Provided material:
◆ ◆ ◆ ◆ ◆ ◆ ◆
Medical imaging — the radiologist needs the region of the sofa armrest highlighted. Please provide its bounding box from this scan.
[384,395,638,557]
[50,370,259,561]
◆ ◆ ◆ ◆ ◆ ◆ ◆
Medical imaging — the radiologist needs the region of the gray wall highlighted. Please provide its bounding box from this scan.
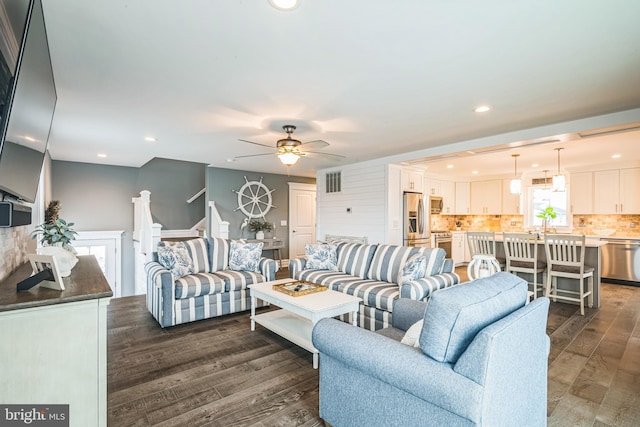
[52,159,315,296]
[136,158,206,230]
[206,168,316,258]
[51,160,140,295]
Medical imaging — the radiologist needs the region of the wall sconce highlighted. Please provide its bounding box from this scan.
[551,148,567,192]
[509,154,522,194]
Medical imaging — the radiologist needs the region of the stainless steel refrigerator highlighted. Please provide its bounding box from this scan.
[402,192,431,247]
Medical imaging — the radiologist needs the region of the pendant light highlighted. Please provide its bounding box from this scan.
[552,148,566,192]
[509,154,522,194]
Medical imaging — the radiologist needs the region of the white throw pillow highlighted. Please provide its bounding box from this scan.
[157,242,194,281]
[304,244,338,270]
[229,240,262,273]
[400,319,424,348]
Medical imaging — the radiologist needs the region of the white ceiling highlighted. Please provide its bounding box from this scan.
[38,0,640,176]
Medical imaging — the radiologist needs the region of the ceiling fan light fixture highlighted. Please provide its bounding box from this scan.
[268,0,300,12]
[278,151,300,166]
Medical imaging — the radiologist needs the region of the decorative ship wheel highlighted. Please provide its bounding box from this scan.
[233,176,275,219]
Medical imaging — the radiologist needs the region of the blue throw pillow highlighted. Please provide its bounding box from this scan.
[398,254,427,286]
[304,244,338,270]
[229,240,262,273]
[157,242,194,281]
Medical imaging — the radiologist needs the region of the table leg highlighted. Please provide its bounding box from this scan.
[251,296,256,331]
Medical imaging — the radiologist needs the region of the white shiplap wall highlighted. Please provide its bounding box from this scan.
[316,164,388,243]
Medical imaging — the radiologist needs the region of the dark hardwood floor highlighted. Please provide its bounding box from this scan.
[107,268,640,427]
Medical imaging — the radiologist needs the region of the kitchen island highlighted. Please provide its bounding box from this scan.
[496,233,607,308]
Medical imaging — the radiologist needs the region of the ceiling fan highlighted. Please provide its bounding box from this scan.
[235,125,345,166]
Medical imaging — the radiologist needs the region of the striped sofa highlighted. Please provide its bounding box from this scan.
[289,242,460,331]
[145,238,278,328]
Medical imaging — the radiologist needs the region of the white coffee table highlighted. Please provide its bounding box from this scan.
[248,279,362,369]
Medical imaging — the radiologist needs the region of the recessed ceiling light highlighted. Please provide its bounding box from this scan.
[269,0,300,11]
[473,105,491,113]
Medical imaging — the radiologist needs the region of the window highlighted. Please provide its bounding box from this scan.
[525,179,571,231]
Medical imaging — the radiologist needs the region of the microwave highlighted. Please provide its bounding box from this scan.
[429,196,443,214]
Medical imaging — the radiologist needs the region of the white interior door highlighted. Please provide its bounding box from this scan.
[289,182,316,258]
◆ ◆ ◆ ◆ ◆ ◆ ◆
Copy out the entries from the line containing "ceiling fan highlighted." through the line containing "[289,182,316,258]", including both of those lines.

Task solution:
Medical imaging — the radiologist needs the region of the ceiling fan highlighted. Please provide its bounding box from this scan.
[235,125,345,166]
Medical imaging — the radiologist needs the region of the striped sofa highlighted. Please provide its bounding box from this scan.
[289,242,460,331]
[145,238,278,328]
Medical imaging — the radiologist needs the region of the white coffee table highlighted. Please provide its bounding box from this scan.
[248,279,362,369]
Medical imaging — the radiologist needs the region of the recessed ceiling light highlighted. Please provide its bounding box from this scan.
[269,0,300,11]
[473,105,491,113]
Medical imaging — the radiologist needs the region of the window highlighted. Please provide its bounding box from this scan.
[525,179,571,231]
Medical imaging — the radiologist needs the region of the microwave highlighted. Please provide its bounding box from this scan.
[429,196,443,214]
Medical imaging — the radiologist needs the region of the white interior door highlighted. Please provide its bounding box from this scan.
[289,182,316,258]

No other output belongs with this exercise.